Set down each entry exactly as given; pictures should not appear in the copy.
════
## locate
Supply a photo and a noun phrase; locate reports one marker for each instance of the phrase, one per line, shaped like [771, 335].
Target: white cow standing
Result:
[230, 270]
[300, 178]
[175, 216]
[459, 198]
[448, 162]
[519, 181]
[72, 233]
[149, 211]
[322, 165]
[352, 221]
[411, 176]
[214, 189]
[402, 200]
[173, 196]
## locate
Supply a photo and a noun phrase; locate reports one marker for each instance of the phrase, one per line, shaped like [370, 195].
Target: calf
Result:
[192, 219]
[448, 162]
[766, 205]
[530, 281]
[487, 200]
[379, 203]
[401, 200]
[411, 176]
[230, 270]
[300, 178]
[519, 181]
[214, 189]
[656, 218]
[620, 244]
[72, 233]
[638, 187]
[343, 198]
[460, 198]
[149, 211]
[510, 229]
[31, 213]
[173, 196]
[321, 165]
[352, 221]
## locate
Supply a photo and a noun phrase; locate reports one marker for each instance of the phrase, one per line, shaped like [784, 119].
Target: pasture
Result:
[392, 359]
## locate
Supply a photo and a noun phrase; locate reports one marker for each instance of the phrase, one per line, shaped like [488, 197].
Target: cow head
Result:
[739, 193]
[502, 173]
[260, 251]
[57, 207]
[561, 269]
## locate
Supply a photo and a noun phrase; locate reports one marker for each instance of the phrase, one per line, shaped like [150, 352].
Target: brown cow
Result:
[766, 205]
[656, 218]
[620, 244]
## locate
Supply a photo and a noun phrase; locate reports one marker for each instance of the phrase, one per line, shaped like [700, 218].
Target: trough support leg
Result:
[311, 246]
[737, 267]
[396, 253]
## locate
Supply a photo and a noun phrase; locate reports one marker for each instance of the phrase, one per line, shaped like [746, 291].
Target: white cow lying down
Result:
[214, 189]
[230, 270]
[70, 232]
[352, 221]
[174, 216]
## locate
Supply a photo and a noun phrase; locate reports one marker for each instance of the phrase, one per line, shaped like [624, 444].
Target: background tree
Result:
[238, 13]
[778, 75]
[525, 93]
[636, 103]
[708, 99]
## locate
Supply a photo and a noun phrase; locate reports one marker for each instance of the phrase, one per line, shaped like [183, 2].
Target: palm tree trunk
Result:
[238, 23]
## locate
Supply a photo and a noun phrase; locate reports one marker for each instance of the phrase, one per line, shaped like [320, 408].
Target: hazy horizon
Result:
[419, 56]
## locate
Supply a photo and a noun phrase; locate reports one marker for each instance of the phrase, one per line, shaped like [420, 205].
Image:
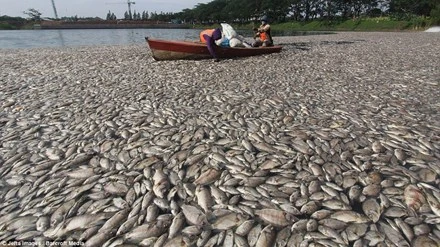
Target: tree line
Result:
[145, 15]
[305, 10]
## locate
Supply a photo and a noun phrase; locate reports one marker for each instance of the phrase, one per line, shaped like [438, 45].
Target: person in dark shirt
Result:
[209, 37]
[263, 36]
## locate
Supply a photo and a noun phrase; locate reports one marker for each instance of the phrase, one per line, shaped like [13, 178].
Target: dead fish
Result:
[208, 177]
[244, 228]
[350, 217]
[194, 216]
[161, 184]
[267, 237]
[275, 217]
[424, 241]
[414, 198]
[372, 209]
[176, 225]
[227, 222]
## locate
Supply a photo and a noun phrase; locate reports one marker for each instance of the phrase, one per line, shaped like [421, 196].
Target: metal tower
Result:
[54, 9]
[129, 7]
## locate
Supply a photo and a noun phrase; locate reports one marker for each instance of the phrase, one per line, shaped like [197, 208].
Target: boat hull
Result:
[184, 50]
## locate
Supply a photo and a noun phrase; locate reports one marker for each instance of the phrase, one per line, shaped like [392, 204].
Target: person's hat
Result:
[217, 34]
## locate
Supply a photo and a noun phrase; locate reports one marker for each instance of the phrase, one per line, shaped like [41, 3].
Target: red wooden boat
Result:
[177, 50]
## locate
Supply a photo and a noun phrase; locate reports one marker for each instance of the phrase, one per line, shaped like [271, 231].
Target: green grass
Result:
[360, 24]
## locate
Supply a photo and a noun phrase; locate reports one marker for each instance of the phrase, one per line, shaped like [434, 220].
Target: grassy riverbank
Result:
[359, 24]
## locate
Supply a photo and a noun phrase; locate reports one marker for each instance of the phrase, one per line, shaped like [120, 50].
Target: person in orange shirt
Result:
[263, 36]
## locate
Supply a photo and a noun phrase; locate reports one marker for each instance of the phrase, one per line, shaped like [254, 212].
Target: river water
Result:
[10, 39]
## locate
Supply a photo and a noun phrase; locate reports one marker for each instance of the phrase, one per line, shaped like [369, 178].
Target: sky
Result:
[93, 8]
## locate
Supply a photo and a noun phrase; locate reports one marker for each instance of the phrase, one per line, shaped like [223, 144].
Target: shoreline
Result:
════
**Finished answer**
## locate
Supply a photo and a noun phrase; locate reports one marker for each instance of the phrase, one per line, shaped like [771, 335].
Target: white cow standing
Result:
[230, 270]
[300, 178]
[175, 216]
[459, 198]
[448, 162]
[519, 181]
[72, 233]
[149, 211]
[322, 165]
[352, 221]
[411, 176]
[214, 189]
[402, 200]
[173, 196]
## locate
Supply a photo and a noun phrase; locate reports one marker for each instance of the phrase, one per line, shaped like [370, 195].
Target: calf
Result:
[192, 219]
[448, 162]
[766, 205]
[530, 281]
[487, 200]
[379, 203]
[401, 200]
[411, 176]
[230, 270]
[300, 178]
[519, 181]
[214, 189]
[656, 218]
[620, 244]
[72, 233]
[638, 187]
[343, 198]
[460, 198]
[149, 211]
[510, 229]
[31, 213]
[173, 196]
[321, 165]
[352, 221]
## locate
Supply a photo and a noun phrase; locate reports one marker for each instance of the phrase, one per line, shaped like [784, 119].
Target: pasture
Result:
[392, 359]
## locate
Supply a photo and a noun phrase; locate reports one marker for each instance of the phrase, one per line, shaped like [488, 197].
Target: cow head
Result:
[739, 193]
[502, 173]
[260, 251]
[57, 207]
[561, 269]
## locate
Supply a photo and a noun phrase; locate reports one marker for each instance of the phrase, one per line, shaped like [150, 352].
Target: brown cow
Result:
[766, 205]
[656, 218]
[620, 244]
## locate
Supply a photo and a noun phrase; locate reports one marker for each instance of the phrase, one per line, shaped like [700, 218].
Target: trough support leg
Result:
[311, 246]
[737, 267]
[396, 253]
## locate
Supply a photo and a noun phrase; locate reports one marker for each instance of the phrase, one per line, shaped like [746, 291].
Target: white cow lying down
Result:
[214, 189]
[230, 270]
[70, 232]
[352, 221]
[174, 216]
## locate
Supply a photo and a noun phrase; locate reports one marker for each instance of the phrase, one per line, shaped like [624, 444].
Target: background tree
Result:
[238, 13]
[778, 75]
[525, 93]
[636, 103]
[708, 99]
## locate
Supply a photo and a noun phrase; locate reports one marker for each instance of the phrase, one per line, shaped like [183, 2].
Target: palm tree trunk
Result:
[238, 23]
## locate
Supply a photo and a noun phrase; locate reports one marker for each instance of the phrase, one per line, shaped like [320, 408].
Target: hazy horizon
Result:
[419, 56]
## locate
Supply a photo and a noun phrase; locate reports one marker for each instance of the phrase, one per line, shaped like [420, 205].
Image:
Target: tree line
Result:
[145, 15]
[305, 10]
## locate
Supply a photo and a noun phrase; locate reports one marker for each instance of the phrase, one per line, shaped like [438, 45].
Target: person in dark shirt
Result:
[209, 37]
[263, 36]
## locate
Supply a photo and a noun phrase; locate reports one marker for each instance of the phrase, one per line, shaped like [13, 178].
Target: dead fish
Result:
[208, 177]
[244, 228]
[350, 217]
[194, 216]
[161, 184]
[267, 237]
[275, 217]
[424, 241]
[414, 198]
[372, 209]
[176, 225]
[227, 222]
## locate
Supply a photo and a noun phrase; locate reports one marker for each instance of the phrase, one per line, shaped like [421, 196].
Target: metal tower
Result:
[54, 9]
[129, 7]
## locate
Supply a photo and a noun phrase; locate reports one marker for each instance of the phrase, one per line, shaped like [197, 208].
Target: boat hull
Result:
[184, 50]
## locate
Supply a photo and a noun phrase; locate reports one marker for each instance of the phrase, one per line, shaped like [392, 204].
Target: person's hat
Result:
[217, 34]
## locate
Supply a photo and a noun phrase; locate reports one marker for each instance of the phrase, one per line, shaped like [41, 3].
Target: red wooden boat
Result:
[177, 50]
## locate
Supply a photo and a noun phrase; locate reports one marker for each instance of the phrase, one per line, shaped like [271, 231].
Target: green grass
Result:
[360, 24]
## locate
Supply a photo and a noun phrase; locate reports one marker for each instance of the phrase, one per line, shaped like [434, 220].
Target: grassy riverbank
Result:
[359, 24]
## locate
Supply a photo and a noun phrase; locate reports one marker for each instance of the phrase, one per line, shaped like [120, 50].
Target: person in orange shirt
Result:
[263, 36]
## locate
Supply a photo and a noun phrase; locate reports one marker for each instance of the phrase, one per line, shaped like [254, 212].
Target: river water
Result:
[10, 39]
## locate
Supply a photo and a noun phrase; locate reports one marker for each instance of the phrase, one per line, shaped like [369, 178].
Target: sky
Result:
[93, 8]
## locate
Supply a photo and a noun phrase; locate reports one marker for each instance of the phrase, one per line, shaped like [223, 144].
Target: shoreline
Result:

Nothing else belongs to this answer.